The Director of the Texas Service Center denied the petition, concluding that the Petitioner did not 
establish that he qualifies as an individual of exceptional ability or that a waiver of the required job 
offer, and thus of the labor certification, would be in the national interest. The matter is now before 
us on appeal. 8 C.F.R. § 103.3. 
The Petitioner bears the burden of proof to demonstrate eligibility by a preponderance of the evidence. 
Matter ofChawathe, 25 I&N Dec. 369, 375-76 (AAO 2010). We review the questions in this matter 
de novo. Matter of Christo 's, Inc., 26 l&N Dec. 537, 537 n.2 (AAO 2015). Upon de novo review, 
we will dismiss the appeal. 
I. LAW 
To establish eligibility for a national interest waiver, a petitioner must first demonstrate qualification 
for the underlying EB-2 visa classification, as either an advanced degree professional or an individual 
of exceptional ability in the sciences, arts, or business. Section 203(b )(2)(B)(i) of the Act.

— Stored rows —
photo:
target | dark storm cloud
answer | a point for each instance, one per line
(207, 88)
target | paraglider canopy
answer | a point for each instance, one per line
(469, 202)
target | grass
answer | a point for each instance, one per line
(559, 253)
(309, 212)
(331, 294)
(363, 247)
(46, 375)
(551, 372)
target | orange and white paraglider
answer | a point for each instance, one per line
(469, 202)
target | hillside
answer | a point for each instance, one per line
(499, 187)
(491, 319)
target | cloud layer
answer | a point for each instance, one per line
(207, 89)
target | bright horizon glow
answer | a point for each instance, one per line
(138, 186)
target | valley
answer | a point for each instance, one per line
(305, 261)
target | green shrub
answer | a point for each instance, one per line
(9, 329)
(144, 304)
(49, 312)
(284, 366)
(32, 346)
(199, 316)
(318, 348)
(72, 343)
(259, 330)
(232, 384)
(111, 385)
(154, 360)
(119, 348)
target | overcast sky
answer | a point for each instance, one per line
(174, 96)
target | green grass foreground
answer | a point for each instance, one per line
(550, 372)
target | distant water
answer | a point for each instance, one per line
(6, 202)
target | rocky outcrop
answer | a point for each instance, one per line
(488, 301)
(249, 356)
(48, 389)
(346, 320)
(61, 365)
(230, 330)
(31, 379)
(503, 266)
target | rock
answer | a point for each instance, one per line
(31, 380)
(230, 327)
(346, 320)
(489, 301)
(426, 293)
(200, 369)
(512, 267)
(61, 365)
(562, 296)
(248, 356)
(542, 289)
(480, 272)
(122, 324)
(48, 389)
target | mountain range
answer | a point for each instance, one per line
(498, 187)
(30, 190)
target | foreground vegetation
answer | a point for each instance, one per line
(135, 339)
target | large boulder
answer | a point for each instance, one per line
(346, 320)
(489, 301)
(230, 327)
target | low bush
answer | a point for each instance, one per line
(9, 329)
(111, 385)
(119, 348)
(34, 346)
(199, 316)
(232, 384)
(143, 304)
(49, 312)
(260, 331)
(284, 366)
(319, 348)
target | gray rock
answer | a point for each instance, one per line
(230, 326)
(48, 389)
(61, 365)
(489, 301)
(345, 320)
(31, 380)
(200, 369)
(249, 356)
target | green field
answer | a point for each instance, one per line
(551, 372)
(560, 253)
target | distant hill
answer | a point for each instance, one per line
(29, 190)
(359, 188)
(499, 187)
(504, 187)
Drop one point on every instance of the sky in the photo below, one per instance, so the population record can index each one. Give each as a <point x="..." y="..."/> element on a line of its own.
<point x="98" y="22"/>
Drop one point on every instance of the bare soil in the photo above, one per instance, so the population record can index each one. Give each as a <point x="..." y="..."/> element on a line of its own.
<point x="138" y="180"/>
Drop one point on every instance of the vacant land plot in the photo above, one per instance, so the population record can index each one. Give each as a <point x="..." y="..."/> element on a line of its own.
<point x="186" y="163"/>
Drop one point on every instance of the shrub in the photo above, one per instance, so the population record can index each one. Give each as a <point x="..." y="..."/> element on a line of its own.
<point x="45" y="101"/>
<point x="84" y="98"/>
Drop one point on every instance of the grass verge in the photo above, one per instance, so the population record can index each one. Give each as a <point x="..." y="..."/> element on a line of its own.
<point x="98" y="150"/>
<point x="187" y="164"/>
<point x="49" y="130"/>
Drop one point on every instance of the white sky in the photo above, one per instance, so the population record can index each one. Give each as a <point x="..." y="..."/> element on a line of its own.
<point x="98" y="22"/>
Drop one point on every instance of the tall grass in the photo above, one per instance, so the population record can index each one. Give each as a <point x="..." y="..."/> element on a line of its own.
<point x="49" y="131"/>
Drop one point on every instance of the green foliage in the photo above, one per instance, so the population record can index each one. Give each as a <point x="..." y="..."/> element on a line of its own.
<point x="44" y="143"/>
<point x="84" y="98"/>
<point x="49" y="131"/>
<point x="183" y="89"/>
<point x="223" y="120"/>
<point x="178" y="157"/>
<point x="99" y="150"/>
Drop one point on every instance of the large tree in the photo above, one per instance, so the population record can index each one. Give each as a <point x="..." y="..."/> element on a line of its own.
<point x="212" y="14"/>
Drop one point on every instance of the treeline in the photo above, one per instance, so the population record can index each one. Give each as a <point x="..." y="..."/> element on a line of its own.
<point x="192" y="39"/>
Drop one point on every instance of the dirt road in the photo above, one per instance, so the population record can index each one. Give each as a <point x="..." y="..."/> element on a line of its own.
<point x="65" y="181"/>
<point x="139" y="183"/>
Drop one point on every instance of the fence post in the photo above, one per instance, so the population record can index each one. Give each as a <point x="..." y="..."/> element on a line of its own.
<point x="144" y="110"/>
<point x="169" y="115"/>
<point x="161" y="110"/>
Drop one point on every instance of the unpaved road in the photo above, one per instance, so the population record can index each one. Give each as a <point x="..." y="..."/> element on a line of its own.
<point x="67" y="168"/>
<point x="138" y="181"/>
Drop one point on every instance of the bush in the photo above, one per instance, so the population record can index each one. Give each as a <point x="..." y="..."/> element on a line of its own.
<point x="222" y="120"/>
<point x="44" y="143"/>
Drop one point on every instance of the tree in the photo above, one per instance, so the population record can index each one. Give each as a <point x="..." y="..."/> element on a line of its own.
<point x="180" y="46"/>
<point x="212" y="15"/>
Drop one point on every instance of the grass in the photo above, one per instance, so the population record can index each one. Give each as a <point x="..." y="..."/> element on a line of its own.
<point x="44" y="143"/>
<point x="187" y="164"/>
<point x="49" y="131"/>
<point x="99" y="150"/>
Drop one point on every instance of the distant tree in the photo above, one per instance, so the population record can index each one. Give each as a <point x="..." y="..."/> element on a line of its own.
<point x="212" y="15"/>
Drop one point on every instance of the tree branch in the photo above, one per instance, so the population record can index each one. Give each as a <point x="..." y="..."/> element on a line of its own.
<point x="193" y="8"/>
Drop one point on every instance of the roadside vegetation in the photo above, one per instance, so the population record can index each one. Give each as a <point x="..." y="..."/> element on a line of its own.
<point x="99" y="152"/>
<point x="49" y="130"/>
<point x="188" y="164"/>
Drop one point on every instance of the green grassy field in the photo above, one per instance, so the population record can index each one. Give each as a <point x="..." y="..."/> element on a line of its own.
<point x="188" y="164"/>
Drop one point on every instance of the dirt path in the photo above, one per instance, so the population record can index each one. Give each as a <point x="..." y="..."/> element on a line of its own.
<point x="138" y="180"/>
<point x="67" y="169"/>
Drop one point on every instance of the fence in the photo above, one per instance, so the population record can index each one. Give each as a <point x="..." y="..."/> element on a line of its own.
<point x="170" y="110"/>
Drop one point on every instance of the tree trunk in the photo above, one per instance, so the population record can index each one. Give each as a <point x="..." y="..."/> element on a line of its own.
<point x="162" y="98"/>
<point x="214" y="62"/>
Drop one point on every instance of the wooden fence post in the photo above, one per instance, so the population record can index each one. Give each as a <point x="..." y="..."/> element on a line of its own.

— The tasks —
(1) Condense the paragraph of the appeal decision excerpt that begins "The Petitioner bears the burden of proof" into a short bulleted list that keeps its main facts.
(2) According to the appeal decision excerpt, the Director of which service center denied the petition?

— Solutions by task —
(1)
- The Petitioner must prove eligibility by a preponderance of the evidence.
- The questions in the matter are reviewed de novo.
- Upon de novo review, the appeal will be dismissed.

(2) The Texas Service Center.